PAGE EXCERPT
Nathaniel Smith added the comment:

Actually, I fail at grep, and actually there are already tons of good tests for 
__bases__ assignment in test_descr.py. So, patch attached, and analysis follows.


Background on __class__ assignment
----------------------------------

While it's certainly surprising, assignment to obj.__class__ and to 
type.__bases__ has been an explicitly supported feature ever since the advent 
of new-style classes back in 2.ancient, and typeobject.c goes to great lengths 
to handle all the weird resulting cases (including stuff like "what if __del__ 
changes the __class__", "what if someone mutates __bases__ while we are in the 
middle of method lookup inside a metaclass's mro() method", etc.).

To make this safe, of course, we need to somehow check that after making the 
assignment then the resulting object will still be a valid, self-consistent 
Python object. The types in question need to have consistent in-memory 
representations, that their __dict__ slot (if present) is at the same offset, 
that their memory management callbacks are consistent (if we mutate an object 
from type A to type B, then A and B must be written in such a way that it's 
legal to pass an object allocated with A.tp_new to B.tp_dealloc), etc.

This compatibility checking occurs in two places: object_set_class and 
type_set_bases (and several utility functions that they share).

INFORMATION PROVIDED

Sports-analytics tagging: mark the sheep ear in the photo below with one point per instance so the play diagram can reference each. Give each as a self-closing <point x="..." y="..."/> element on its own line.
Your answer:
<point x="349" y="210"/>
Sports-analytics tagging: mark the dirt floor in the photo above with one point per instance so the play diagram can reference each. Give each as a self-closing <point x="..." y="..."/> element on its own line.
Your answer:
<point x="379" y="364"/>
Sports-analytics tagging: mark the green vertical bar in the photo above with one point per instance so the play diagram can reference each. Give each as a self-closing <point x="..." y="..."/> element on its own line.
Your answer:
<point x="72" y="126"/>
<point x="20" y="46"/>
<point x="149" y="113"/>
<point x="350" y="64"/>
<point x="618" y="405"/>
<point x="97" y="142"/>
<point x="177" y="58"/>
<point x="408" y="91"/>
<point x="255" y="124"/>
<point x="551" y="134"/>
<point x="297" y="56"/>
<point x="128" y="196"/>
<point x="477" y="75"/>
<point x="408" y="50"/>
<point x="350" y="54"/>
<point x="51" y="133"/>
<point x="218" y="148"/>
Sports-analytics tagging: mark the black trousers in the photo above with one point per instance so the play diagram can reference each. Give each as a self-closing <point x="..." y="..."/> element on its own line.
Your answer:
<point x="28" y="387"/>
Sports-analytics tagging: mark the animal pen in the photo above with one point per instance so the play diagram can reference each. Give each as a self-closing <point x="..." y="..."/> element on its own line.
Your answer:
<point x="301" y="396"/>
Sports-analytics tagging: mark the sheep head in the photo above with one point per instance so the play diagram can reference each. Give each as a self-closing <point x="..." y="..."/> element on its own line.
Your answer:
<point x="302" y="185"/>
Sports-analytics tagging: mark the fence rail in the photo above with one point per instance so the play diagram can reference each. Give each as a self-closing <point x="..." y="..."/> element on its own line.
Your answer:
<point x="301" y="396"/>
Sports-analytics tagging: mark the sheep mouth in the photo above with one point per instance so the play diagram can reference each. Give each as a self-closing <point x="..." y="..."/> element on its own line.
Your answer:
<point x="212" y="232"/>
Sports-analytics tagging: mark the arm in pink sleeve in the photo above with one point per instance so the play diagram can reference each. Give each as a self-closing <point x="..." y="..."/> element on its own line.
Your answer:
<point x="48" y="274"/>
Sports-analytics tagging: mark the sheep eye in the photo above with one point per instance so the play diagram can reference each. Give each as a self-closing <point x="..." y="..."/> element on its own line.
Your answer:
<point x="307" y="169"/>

PROBLEM
Return the comment on __class__ assignment in full, word for word. The entries have nothing to do with the comment on __class__ assignment.

SOLUTION FOR THIS EXERCISE
Nathaniel Smith added the comment:

Actually, I fail at grep, and actually there are already tons of good tests for 
__bases__ assignment in test_descr.py. So, patch attached, and analysis follows.


Background on __class__ assignment
----------------------------------

While it's certainly surprising, assignment to obj.__class__ and to 
type.__bases__ has been an explicitly supported feature ever since the advent 
of new-style classes back in 2.ancient, and typeobject.c goes to great lengths 
to handle all the weird resulting cases (including stuff like "what if __del__ 
changes the __class__", "what if someone mutates __bases__ while we are in the 
middle of method lookup inside a metaclass's mro() method", etc.).

To make this safe, of course, we need to somehow check that after making the 
assignment then the resulting object will still be a valid, self-consistent 
Python object. The types in question need to have consistent in-memory 
representations, that their __dict__ slot (if present) is at the same offset, 
that their memory management callbacks are consistent (if we mutate an object 
from type A to type B, then A and B must be written in such a way that it's 
legal to pass an object allocated with A.tp_new to B.tp_dealloc), etc.

This compatibility checking occurs in two places: object_set_class and 
type_set_bases (and several utility functions that they share).